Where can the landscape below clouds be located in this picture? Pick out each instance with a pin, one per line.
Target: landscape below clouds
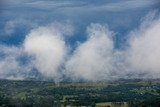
(69, 47)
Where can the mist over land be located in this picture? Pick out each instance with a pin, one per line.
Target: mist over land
(79, 40)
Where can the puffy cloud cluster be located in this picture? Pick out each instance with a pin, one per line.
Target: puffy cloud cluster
(48, 50)
(94, 59)
(144, 50)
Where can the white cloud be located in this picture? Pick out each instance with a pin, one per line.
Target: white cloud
(92, 60)
(9, 66)
(48, 49)
(144, 50)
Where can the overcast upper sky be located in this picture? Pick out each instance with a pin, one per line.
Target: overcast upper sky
(79, 39)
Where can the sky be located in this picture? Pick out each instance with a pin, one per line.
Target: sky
(76, 40)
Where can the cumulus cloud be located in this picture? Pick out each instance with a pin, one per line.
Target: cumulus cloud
(9, 66)
(95, 59)
(47, 47)
(144, 50)
(92, 60)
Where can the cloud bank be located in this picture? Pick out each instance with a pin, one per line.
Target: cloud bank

********

*Exercise prompt*:
The expected answer is a copy of each line in the records that holds the word "with".

*Exercise result*:
Where can the landscape below clouds be located in this picture? Pick out each instance with a pin, one per line.
Where can the mist over land be located in this picture? Pick out each instance with a pin, one per line.
Where can the puffy cloud cluster be located in this picture? Pick out each instance with a pin, one per line.
Where can the white cloud be located in this picture? Pick out each instance with a pin, one per line.
Where can the overcast upper sky be located in this picture? Pick out each instance with a pin, one per line.
Where can the sky be located in this picture? Pick out each instance with a pin, one per line.
Where can the cumulus cloud be located in this picture? Pick out each instance with a pin, one per line.
Where can the cloud bank be located in this picture? Pick out each instance with a pin, one per line.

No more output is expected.